TASK REQUIREMENTS:
Your answer should be every line of the records that contains the word "brown".

RECORDS SUPPLIED:
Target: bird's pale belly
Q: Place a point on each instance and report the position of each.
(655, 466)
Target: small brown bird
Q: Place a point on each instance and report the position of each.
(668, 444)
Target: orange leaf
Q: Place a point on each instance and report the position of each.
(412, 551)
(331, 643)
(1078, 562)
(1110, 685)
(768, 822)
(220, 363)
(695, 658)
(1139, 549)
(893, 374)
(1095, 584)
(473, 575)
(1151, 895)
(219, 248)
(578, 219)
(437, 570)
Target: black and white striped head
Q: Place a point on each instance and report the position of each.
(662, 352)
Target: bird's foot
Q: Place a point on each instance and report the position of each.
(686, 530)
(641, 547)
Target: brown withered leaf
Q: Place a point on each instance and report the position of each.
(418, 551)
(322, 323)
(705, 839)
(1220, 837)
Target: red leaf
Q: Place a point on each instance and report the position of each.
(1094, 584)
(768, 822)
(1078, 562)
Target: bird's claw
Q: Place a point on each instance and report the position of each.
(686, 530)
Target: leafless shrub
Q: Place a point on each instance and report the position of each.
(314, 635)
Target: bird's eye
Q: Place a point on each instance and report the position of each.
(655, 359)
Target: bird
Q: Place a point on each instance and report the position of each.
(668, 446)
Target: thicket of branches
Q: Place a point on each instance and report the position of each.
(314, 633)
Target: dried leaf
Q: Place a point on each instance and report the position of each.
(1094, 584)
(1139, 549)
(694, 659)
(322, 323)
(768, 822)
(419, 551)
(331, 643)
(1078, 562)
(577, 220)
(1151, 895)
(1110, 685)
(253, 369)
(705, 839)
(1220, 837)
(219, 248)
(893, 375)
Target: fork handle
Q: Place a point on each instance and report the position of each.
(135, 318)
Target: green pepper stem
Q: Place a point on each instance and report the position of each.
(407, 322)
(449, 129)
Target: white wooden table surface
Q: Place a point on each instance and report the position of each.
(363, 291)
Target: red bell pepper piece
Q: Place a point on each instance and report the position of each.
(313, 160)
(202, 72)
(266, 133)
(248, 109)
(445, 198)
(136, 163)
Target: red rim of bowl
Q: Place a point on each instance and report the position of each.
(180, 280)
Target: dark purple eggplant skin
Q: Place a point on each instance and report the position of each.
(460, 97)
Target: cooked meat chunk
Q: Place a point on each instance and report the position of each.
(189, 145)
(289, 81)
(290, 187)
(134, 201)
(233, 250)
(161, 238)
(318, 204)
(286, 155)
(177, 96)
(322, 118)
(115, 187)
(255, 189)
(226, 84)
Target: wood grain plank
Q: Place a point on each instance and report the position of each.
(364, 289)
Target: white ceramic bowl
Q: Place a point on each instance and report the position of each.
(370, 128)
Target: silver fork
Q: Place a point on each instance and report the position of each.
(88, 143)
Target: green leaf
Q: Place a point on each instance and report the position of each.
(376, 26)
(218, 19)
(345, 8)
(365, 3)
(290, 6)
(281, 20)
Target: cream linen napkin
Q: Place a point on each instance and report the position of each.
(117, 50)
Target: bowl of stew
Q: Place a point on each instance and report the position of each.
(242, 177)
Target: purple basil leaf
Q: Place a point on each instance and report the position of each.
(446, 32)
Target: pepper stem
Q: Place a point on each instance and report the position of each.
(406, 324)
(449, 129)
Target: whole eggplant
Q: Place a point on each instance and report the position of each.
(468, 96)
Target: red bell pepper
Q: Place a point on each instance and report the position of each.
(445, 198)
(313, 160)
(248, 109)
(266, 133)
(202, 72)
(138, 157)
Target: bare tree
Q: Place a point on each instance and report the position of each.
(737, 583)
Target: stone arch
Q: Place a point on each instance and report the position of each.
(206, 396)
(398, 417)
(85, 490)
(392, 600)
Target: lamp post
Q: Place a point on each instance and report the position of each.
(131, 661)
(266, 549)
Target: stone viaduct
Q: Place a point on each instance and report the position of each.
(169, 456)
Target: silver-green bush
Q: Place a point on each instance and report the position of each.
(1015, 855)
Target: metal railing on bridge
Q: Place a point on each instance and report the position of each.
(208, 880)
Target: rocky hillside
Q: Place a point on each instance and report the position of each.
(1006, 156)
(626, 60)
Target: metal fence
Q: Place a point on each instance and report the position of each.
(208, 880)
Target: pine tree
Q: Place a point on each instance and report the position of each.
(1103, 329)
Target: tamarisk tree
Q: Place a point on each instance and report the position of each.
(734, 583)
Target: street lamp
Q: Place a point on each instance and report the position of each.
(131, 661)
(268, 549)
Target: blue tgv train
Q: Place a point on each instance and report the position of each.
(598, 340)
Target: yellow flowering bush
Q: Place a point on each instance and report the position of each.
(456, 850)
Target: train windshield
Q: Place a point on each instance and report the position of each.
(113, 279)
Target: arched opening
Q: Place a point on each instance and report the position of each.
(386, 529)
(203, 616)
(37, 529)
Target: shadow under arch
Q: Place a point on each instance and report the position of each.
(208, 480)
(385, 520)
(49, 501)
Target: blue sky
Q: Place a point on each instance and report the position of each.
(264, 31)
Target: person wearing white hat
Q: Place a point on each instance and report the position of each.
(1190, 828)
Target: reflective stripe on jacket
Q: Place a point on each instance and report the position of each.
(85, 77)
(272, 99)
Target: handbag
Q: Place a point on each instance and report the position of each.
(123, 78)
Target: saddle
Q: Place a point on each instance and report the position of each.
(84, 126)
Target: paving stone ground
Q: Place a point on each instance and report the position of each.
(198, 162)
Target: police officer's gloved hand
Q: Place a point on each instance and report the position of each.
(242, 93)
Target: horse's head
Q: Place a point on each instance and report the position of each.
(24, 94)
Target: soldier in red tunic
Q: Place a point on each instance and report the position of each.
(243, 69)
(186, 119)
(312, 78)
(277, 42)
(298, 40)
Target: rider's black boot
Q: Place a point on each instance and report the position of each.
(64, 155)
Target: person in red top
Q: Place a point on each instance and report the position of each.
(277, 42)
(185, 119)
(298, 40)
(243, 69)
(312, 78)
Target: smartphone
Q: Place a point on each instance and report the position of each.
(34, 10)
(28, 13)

TASK SOLUTION:
Target: small brown bird
Target: brown withered leaf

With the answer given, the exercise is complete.